What you should do ▸ Print the listing in full, exactly as it stands.
** Opening Supplied entries block **
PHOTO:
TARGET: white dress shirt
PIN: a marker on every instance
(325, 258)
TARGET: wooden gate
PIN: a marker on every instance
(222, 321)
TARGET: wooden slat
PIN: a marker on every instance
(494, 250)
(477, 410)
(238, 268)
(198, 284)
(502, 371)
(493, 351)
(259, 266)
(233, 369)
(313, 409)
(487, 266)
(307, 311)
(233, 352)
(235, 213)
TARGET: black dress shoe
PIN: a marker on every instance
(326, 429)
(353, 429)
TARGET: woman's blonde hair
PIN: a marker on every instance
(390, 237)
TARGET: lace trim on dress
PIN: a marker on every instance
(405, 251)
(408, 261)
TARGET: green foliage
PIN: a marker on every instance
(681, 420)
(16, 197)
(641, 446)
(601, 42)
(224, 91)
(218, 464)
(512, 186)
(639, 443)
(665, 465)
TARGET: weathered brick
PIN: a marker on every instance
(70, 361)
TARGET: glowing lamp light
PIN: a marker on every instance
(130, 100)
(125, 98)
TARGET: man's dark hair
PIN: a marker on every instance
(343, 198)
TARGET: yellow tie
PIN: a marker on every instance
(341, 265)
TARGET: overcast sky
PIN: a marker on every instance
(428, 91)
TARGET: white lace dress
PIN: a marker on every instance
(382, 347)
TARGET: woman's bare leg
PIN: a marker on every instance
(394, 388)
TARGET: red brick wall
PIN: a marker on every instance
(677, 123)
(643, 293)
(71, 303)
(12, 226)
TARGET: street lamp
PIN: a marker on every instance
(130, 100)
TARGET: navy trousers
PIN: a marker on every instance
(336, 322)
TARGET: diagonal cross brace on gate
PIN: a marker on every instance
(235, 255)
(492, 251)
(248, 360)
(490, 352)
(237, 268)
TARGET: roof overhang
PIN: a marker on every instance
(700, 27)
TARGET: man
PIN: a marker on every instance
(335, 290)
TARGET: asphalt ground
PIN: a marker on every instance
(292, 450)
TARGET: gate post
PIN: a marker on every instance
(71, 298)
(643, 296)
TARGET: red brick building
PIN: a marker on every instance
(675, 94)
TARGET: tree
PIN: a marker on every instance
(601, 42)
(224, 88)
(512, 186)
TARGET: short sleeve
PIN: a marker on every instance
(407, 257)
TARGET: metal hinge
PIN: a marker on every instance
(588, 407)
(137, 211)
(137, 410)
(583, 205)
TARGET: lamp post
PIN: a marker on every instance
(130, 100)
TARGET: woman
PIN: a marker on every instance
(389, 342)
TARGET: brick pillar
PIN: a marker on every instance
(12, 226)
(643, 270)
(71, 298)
** Closing Supplied entries block **
Expected answer ▸
PHOTO:
TARGET: white dress shirt
PIN: a marker on every instance
(325, 258)
TARGET: wooden gate
PIN: a marker on every instance
(222, 321)
TARGET: wooden slat
PIN: a marker on every instance
(494, 250)
(477, 410)
(238, 268)
(198, 284)
(502, 371)
(493, 351)
(259, 266)
(233, 369)
(313, 409)
(487, 266)
(307, 311)
(233, 352)
(235, 213)
TARGET: black dress shoe
PIN: a marker on every instance
(326, 429)
(353, 429)
TARGET: woman's blonde hair
PIN: a marker on every instance
(390, 237)
TARGET: lace trim on dress
PIN: a marker on every instance
(405, 251)
(408, 261)
TARGET: green foliage
PIN: a marker on every instance
(681, 420)
(16, 197)
(641, 446)
(601, 42)
(224, 91)
(218, 464)
(512, 186)
(639, 443)
(665, 465)
TARGET: weathered brick
PIN: a marker on every instance
(70, 361)
TARGET: glowing lamp light
PIN: a marker on every instance
(130, 100)
(125, 98)
TARGET: man's dark hair
PIN: a marker on every instance
(343, 198)
TARGET: yellow tie
PIN: a marker on every instance
(341, 265)
TARGET: overcast sky
PIN: a marker on every instance
(428, 91)
TARGET: white lace dress
PIN: a marker on every instance
(382, 347)
TARGET: woman's bare leg
PIN: a marker on every instance
(394, 388)
TARGET: red brick wall
PIN: a marker on every instance
(677, 123)
(643, 293)
(71, 303)
(12, 226)
TARGET: street lamp
PIN: a marker on every instance
(130, 100)
TARGET: navy trousers
PIN: a marker on every instance
(336, 322)
TARGET: diagonal cross brace on gate
PIN: a marker on every instance
(235, 255)
(492, 251)
(248, 360)
(490, 352)
(237, 268)
TARGET: roof overhang
PIN: a marker on every instance
(700, 27)
TARGET: man
PIN: a marker on every instance
(335, 290)
TARGET: asphalt ground
PIN: a marker on every instance
(292, 450)
TARGET: gate post
PIN: a marker on every instance
(71, 298)
(643, 296)
TARGET: red brick building
PIN: a marker on every instance
(675, 94)
TARGET: tree
PIN: a marker on every instance
(601, 42)
(224, 88)
(512, 186)
TARGET: short sleeve
PIN: a marker on every instance
(407, 257)
TARGET: metal hinge
PIN: a marker on every instance
(588, 407)
(137, 211)
(137, 410)
(583, 205)
TARGET: lamp post
PIN: a marker on every instance
(130, 100)
TARGET: woman
PIN: a marker on every instance
(389, 342)
TARGET: brick pillar
PIN: a marker on every instance
(12, 226)
(643, 270)
(71, 298)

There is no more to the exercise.